Data shown:
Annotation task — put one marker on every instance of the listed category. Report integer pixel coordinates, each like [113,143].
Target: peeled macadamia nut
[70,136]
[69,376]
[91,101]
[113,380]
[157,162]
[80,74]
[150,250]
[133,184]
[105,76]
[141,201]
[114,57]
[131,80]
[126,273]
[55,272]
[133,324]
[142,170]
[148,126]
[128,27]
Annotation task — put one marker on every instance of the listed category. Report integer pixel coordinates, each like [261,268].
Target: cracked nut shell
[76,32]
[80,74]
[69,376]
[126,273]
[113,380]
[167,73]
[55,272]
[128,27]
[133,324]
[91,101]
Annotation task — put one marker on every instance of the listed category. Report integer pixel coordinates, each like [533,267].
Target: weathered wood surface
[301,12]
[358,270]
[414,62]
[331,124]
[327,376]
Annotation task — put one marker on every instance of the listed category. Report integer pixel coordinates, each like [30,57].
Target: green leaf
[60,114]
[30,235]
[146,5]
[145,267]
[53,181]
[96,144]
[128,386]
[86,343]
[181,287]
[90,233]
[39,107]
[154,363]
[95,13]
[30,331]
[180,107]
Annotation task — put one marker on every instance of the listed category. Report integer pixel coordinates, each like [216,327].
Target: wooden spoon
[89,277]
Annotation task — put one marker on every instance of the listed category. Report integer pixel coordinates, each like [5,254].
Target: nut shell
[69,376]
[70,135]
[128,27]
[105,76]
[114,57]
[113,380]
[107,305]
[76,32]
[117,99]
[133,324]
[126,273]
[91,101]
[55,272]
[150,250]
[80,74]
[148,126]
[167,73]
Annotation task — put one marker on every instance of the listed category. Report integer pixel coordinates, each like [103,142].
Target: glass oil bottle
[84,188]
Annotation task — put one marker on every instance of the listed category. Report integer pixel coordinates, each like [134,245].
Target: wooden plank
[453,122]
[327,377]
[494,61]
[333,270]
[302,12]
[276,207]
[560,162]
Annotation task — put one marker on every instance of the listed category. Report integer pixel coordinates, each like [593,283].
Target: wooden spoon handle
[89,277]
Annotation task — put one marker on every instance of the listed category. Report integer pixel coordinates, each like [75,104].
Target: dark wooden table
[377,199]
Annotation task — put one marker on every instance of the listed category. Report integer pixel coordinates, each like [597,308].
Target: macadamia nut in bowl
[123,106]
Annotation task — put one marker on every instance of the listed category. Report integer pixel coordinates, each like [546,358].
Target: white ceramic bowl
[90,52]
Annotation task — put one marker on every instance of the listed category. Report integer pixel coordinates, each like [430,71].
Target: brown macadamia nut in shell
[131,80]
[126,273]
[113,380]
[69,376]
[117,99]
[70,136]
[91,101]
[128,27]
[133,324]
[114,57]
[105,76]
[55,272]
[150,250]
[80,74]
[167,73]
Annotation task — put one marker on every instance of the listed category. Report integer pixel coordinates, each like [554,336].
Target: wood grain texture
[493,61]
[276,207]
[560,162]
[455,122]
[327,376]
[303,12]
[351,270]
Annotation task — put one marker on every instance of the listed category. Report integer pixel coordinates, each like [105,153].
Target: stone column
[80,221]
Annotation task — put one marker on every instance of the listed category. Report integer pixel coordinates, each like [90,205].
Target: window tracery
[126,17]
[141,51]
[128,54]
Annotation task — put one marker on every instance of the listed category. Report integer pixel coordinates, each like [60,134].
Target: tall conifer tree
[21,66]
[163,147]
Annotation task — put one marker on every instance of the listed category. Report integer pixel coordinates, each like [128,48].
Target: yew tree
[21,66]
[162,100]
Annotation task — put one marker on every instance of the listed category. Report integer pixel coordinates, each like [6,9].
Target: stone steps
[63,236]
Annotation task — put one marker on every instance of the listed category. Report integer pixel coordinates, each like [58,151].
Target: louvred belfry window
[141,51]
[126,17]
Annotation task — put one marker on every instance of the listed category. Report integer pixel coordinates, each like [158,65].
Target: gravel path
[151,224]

What you will do:
Copy out the material word for word and line for line.

Exercise result:
Annotation task — put one marker on every instance of the listed category. Report integer pixel coordinates, each like [113,143].
Target: peeled macadamia nut
[70,136]
[69,376]
[91,101]
[113,380]
[157,162]
[80,74]
[150,250]
[133,184]
[105,76]
[141,201]
[114,57]
[131,80]
[126,273]
[55,272]
[133,324]
[142,170]
[148,126]
[128,27]
Annotation task — put one marker on every instance of the listed category. Report integer pixel coordinates, each like [261,268].
Target: cracked nut shell
[76,32]
[80,74]
[69,376]
[126,273]
[113,380]
[167,73]
[55,272]
[128,27]
[133,324]
[91,101]
Annotation task — put one marker on every instance of the listed category. Report integer pixel coordinates, each like [533,267].
Target: weathered wood surface
[301,12]
[358,270]
[414,62]
[331,124]
[327,376]
Annotation task — put one marker on every instance of the listed category. Report integer pixel coordinates, each like [30,57].
Target: green leaf
[60,114]
[30,235]
[146,5]
[145,267]
[53,181]
[96,144]
[128,386]
[86,343]
[181,287]
[90,233]
[39,107]
[154,363]
[95,13]
[30,331]
[180,107]
Annotation task — put one marker on every instance of the listed category. Report integer pixel coordinates, each like [216,327].
Target: wooden spoon
[89,277]
Annotation task — put one marker on every instance of the listed category. Report integer pixel coordinates, each like [5,254].
Target: nut shell
[69,376]
[70,135]
[128,27]
[105,76]
[114,57]
[113,380]
[107,305]
[76,32]
[117,99]
[133,324]
[126,273]
[91,101]
[55,272]
[150,250]
[80,74]
[148,126]
[167,73]
Annotation task — put one marker on every instance of the listed category. Report integer pixel coordinates, each like [103,142].
Target: glass oil bottle
[84,188]
Annotation task — put one marker on every instance of the listed category. Report integer pixel coordinates, each like [134,245].
Target: wooden plank
[453,122]
[327,377]
[494,61]
[333,270]
[302,12]
[276,207]
[560,162]
Annotation task — put one marker on every instance of the listed category. Report integer pixel coordinates, each like [593,283].
Target: wooden spoon handle
[89,277]
Annotation task — put one marker on every instance of the listed category. Report integer pixel coordinates, each like [75,104].
Target: dark wooden table
[377,199]
Annotation task — put one marker on every instance of the listed category. Report integer pixel coordinates, each like [597,308].
Target: macadamia nut in bowl
[123,106]
Annotation task — put one marker on every instance of the listed category. Report integer pixel coordinates, each like [546,358].
Target: white ceramic bowl
[90,52]
Annotation task — put one marker on every instance of the listed category. Report integer pixel coordinates, each like [430,71].
Target: brown macadamia nut in shell
[131,80]
[126,273]
[113,380]
[69,376]
[117,99]
[70,136]
[91,101]
[128,27]
[133,324]
[114,57]
[105,76]
[55,272]
[150,250]
[80,74]
[167,73]
Annotation task — put one marker on every instance of the listed category. Report integer pixel coordinates, each like [554,336].
Target: wood grain texture
[493,61]
[276,207]
[560,162]
[455,122]
[327,376]
[303,12]
[351,270]
Annotation task — put one marker on every instance of the listed category. Report integer pixel coordinates, each like [105,153].
Target: stone column
[80,221]
Annotation task — put one marker on every instance of the listed category. Report integer pixel coordinates, each like [90,205].
Target: window tracery
[126,17]
[141,51]
[128,54]
Annotation task — put one marker on every instance of the listed category. Report integer pixel coordinates, each like [60,134].
Target: tall conifer tree
[21,66]
[163,147]
Annotation task — put one marker on every instance of the listed category. Report integer pixel coordinates, each like [128,48].
Target: yew tree
[21,66]
[162,100]
Annotation task — put one marker on every instance of the listed category. Report integer pixel coordinates, each like [6,9].
Target: stone steps
[63,236]
Annotation task — put one marker on every instance of the listed category. Report integer pixel coordinates, each like [58,151].
Target: louvred belfry window
[141,51]
[126,17]
Annotation task — put one marker on every instance of the listed category. Report integer pixel coordinates, each like [158,65].
Target: gravel path
[151,224]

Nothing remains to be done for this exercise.